-------- Passage to read --------
Our “What’s Next” predictions series continues with this view from Jim Fields, Oliver Wyman’s Global Head of Health Services. He shares his perspective on the rise of exclusive network arrangements, explaining how in 2016 they move beyond traditional narrow networks to deliver meaningful value-based components and differentiated consumer experiences:
The use of narrow/exclusive networks is commonplace across the ACA/Individual and Medicare Advantage markets. However, until recently organizations haven’t captured the full value of these arrangements. First-generation narrow networks were simply super-charged ‘discounts-for-volume’ arrangements.
In 2016, we see these arrangements being extended into exclusive network arrangements that have two distinctive characteristics over traditional narrow networks: (1) meaningful value-based components and (2) differentiated consumer experiences for patients/members.
With exclusive provider contracting, payers will be able to offer providers wrap-around support, such as communication and care management resources, that will help clinicians better manage patients’ care and lead to improved outcomes.
In the past, many plans viewed customer experience as a marketing effort; now plans are starting to recognize the business rationale behind enhanced customer experience and the direct link to Stars ratings. In 2016, more Medicare Advantage plans will pursue exclusive provider contracting in an effort to deliver a more navigable healthcare experience, drive higher quality, manage the cost of care, while boosting Star ratings and risk scores.
--------
#### What you need to do
Pick up the commentary on exclusive network arrangements in health care where it stops, writing the next few sentences in the same vein.
-------- Records supplied --------
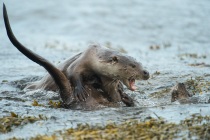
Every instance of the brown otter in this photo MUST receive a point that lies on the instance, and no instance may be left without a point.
(80, 67)
(179, 92)
(100, 61)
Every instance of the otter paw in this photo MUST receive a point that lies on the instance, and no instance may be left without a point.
(80, 94)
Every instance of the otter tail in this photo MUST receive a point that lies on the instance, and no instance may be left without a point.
(60, 79)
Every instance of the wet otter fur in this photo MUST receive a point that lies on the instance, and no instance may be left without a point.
(83, 66)
(101, 61)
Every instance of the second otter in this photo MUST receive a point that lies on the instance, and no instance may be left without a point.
(107, 65)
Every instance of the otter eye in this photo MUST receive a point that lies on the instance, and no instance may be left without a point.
(115, 59)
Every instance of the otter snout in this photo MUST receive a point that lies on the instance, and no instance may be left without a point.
(145, 75)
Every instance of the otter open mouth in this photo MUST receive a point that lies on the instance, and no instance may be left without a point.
(130, 83)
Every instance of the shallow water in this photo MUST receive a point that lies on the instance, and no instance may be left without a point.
(58, 30)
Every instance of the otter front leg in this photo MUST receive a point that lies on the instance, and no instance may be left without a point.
(79, 90)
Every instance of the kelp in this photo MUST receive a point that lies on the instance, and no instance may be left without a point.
(7, 123)
(196, 127)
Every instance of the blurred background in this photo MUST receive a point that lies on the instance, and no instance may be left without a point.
--------
#### Expected output
From the consumer perspective, an exclusive network can create a more streamlined and easier-to-navigate healthcare experience. Members benefit from new care management and wellness tools, as well as increased access to clinicians. For example, if a provider is exclusive to a particular Medicare Advantage plan, the consumer could have preferred appointment slots, and the ability to communicate with providers via email or telehealth.
If, as a member, it becomes easier to get an appointment with my doctor or communicate with my doctor’s office, and if I gain access to enhanced benefits or programs (such as health coaching), I will be more willing to engage with my provider. When the doctor’s office (or my health plan, through coordination with my doctor) contacts me about getting an annual check-up, it will feel less like an annoyance and more like a relationship.
From the plan perspective, granting consumers an improved experience will lead to more plan loyalty, greater member stickiness, and higher quality ratings. 2016 is the year of the next-generation exclusive provider network; one that focuses on consumer experience and value.